Data records
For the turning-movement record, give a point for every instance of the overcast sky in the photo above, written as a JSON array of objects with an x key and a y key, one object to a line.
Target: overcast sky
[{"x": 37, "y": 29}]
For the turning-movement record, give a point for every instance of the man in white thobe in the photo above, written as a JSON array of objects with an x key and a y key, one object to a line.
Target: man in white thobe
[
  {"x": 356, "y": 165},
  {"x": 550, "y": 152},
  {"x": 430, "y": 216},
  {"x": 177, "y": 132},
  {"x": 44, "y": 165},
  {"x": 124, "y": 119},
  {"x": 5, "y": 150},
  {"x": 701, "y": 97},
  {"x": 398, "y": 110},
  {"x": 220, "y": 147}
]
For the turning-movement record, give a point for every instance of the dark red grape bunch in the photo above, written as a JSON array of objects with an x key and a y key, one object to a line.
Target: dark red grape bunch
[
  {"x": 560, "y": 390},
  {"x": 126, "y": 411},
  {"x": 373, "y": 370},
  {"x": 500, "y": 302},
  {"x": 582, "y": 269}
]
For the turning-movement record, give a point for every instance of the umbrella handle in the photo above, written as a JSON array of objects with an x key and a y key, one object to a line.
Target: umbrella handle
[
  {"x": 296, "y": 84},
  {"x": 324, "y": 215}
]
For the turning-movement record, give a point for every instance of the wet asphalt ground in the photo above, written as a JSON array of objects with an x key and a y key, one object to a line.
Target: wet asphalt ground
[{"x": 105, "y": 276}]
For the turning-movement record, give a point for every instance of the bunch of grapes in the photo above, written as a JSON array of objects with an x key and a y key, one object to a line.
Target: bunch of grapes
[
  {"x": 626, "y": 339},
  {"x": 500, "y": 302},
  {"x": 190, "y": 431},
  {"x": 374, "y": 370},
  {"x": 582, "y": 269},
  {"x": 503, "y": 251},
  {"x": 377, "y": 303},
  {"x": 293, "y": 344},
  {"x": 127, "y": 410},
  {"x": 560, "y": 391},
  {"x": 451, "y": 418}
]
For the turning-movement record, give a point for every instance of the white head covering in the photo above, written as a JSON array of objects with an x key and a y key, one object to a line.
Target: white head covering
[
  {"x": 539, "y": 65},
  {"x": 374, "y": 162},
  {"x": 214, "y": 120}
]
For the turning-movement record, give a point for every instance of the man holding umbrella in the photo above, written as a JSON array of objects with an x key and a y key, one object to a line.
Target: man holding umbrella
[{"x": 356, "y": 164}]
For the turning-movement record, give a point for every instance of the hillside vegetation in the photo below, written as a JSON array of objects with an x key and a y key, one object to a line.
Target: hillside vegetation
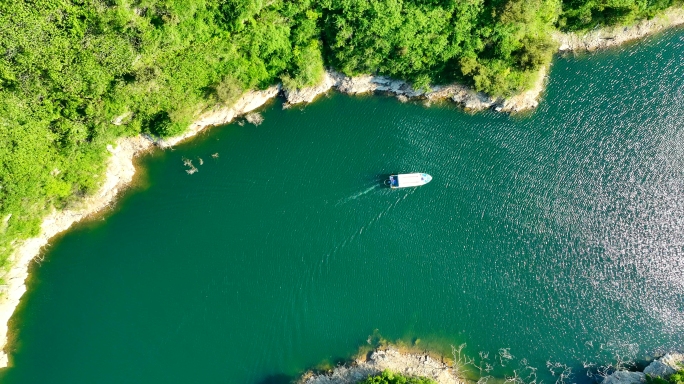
[{"x": 77, "y": 74}]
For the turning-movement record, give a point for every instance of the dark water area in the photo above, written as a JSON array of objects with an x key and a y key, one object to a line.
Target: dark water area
[{"x": 557, "y": 236}]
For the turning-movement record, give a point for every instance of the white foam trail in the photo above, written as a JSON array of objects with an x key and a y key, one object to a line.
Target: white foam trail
[{"x": 356, "y": 196}]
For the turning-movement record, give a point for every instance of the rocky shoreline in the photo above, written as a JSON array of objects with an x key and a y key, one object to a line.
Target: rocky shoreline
[
  {"x": 612, "y": 36},
  {"x": 458, "y": 93},
  {"x": 119, "y": 174},
  {"x": 412, "y": 364},
  {"x": 408, "y": 364},
  {"x": 120, "y": 168}
]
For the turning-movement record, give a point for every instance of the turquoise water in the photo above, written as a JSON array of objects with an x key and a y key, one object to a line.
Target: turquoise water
[{"x": 558, "y": 235}]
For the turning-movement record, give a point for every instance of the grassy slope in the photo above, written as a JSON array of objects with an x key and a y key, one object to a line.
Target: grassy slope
[{"x": 68, "y": 68}]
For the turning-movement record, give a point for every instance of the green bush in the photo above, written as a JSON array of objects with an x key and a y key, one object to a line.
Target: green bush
[
  {"x": 75, "y": 75},
  {"x": 388, "y": 377}
]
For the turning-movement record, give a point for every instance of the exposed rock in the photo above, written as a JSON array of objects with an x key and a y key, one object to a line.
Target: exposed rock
[
  {"x": 119, "y": 174},
  {"x": 458, "y": 93},
  {"x": 408, "y": 364},
  {"x": 254, "y": 118},
  {"x": 612, "y": 36},
  {"x": 307, "y": 95},
  {"x": 665, "y": 366},
  {"x": 223, "y": 114},
  {"x": 625, "y": 377}
]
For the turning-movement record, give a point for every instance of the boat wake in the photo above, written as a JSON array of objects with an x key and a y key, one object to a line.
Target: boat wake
[{"x": 357, "y": 195}]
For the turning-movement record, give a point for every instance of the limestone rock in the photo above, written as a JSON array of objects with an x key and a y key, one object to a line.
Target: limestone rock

TRY IT => For this exercise, return every entry verbatim and omit all pictures.

RESPONSE TO THIS TASK =>
For the turning-movement record, give a point for every instance of the overcast sky in the photo above, written as a JSON array of objects with an x key and a y key, one object to a line.
Target: overcast sky
[{"x": 37, "y": 29}]
For the turning-movement record, give a point for every instance of the man in white thobe in the photo above, written as a JSON array of objects with an x key and a y key, one object to a line.
Target: man in white thobe
[
  {"x": 356, "y": 165},
  {"x": 550, "y": 152},
  {"x": 430, "y": 216},
  {"x": 177, "y": 132},
  {"x": 44, "y": 165},
  {"x": 124, "y": 119},
  {"x": 5, "y": 150},
  {"x": 701, "y": 97},
  {"x": 398, "y": 110},
  {"x": 220, "y": 147}
]
For the turning-movement record, give a point for every instance of the dark red grape bunch in the photo above, written as a JSON array of objects with an x key and a y key, one object to a line.
Target: dark red grape bunch
[
  {"x": 560, "y": 390},
  {"x": 126, "y": 411},
  {"x": 373, "y": 370},
  {"x": 500, "y": 302},
  {"x": 582, "y": 269}
]
For the turning-movement record, give a point for every instance of the umbrella handle in the photo above, written as a JSON array of objects with an x key and a y key, one object to a line.
Target: umbrella handle
[
  {"x": 296, "y": 84},
  {"x": 324, "y": 215}
]
For the turning-movement record, give a point for every instance of the wet asphalt ground in the photo above, written as a JSON array of objects with an x key and a y key, one object to a line.
Target: wet asphalt ground
[{"x": 105, "y": 276}]
For the turning-movement record, give a point for every instance of the bunch of grapes in the photo above, written as a JSON array of objects with an x key and a y key, one object to a line.
Target: bunch of grapes
[
  {"x": 626, "y": 339},
  {"x": 500, "y": 302},
  {"x": 190, "y": 431},
  {"x": 374, "y": 370},
  {"x": 582, "y": 269},
  {"x": 503, "y": 251},
  {"x": 377, "y": 303},
  {"x": 293, "y": 344},
  {"x": 127, "y": 410},
  {"x": 560, "y": 391},
  {"x": 451, "y": 418}
]
For the turning-movement record, give a point for every instance of the white head covering in the photo above, written as a JSON array of objects with an x key and a y key, one object to a line.
Target: white head covering
[
  {"x": 539, "y": 65},
  {"x": 374, "y": 162},
  {"x": 214, "y": 120}
]
For the turning-movement record, give a point for every instance of the man holding umbrella in the photo above, written as a JSON array of objects with an x key and a y key, one object to a line.
Target: man holding umbrella
[{"x": 356, "y": 164}]
For the turning-movement record, give a point for every instance of the hillside vegetation in the photo below, written as a JSON array of objects with an x key and a y key, one object to a line.
Target: hillside vegetation
[{"x": 77, "y": 74}]
For the turning-movement record, give a point for every instance of the dark water area in the photo above, written as a JSON array of objects with an x key and a y key, one object to a line.
Target: dark water area
[{"x": 557, "y": 236}]
For the turning-movement record, give a point for every instance of the white foam trail in the photo above, written as a JSON array of objects with an x key and a y key, one object to a line.
Target: white foam trail
[{"x": 356, "y": 196}]
For the turning-movement record, give a point for every instance of the rocky shoreline in the photo above, written as a JSON array of objects with an x key and a y key, one object to a line.
Target: rocky shoreline
[
  {"x": 612, "y": 36},
  {"x": 458, "y": 93},
  {"x": 119, "y": 174},
  {"x": 412, "y": 364},
  {"x": 408, "y": 364},
  {"x": 120, "y": 168}
]
For the turning-movement record, give a point for every instance of the turquoise water in the photo above, written as a JSON array of objects with an x key and a y key, one object to a line.
Target: turquoise water
[{"x": 558, "y": 235}]
For the turning-movement record, give a point for every instance of the grassy slope in the photo above, written as a JSON array of objects with an x key and a y key, one object to a line.
Target: grassy slope
[{"x": 68, "y": 68}]
For the turning-movement record, give a point for every instance of the green bush in the photo above, written as a JSON array of objects with an x key and a y key, one object to a line.
Target: green bush
[
  {"x": 75, "y": 75},
  {"x": 388, "y": 377}
]
For the turning-movement record, give a point for every instance of the exposed rock in the photo above, written as a JSON array of objects with an x key and a y key, one object to a line.
Target: exposed rock
[
  {"x": 119, "y": 174},
  {"x": 458, "y": 93},
  {"x": 408, "y": 364},
  {"x": 254, "y": 118},
  {"x": 612, "y": 36},
  {"x": 307, "y": 95},
  {"x": 665, "y": 366},
  {"x": 223, "y": 114},
  {"x": 625, "y": 377}
]
For the turning-movement record, give a point for every instance of the boat wake in the photo above, written as a JSON array of objects with an x key and a y key, one object to a line.
Target: boat wake
[{"x": 357, "y": 195}]
For the turning-movement record, give a point for every instance of the limestone rock in the photo above, written as a JSON array of objects with an x key and a y key, one object to a line.
Target: limestone rock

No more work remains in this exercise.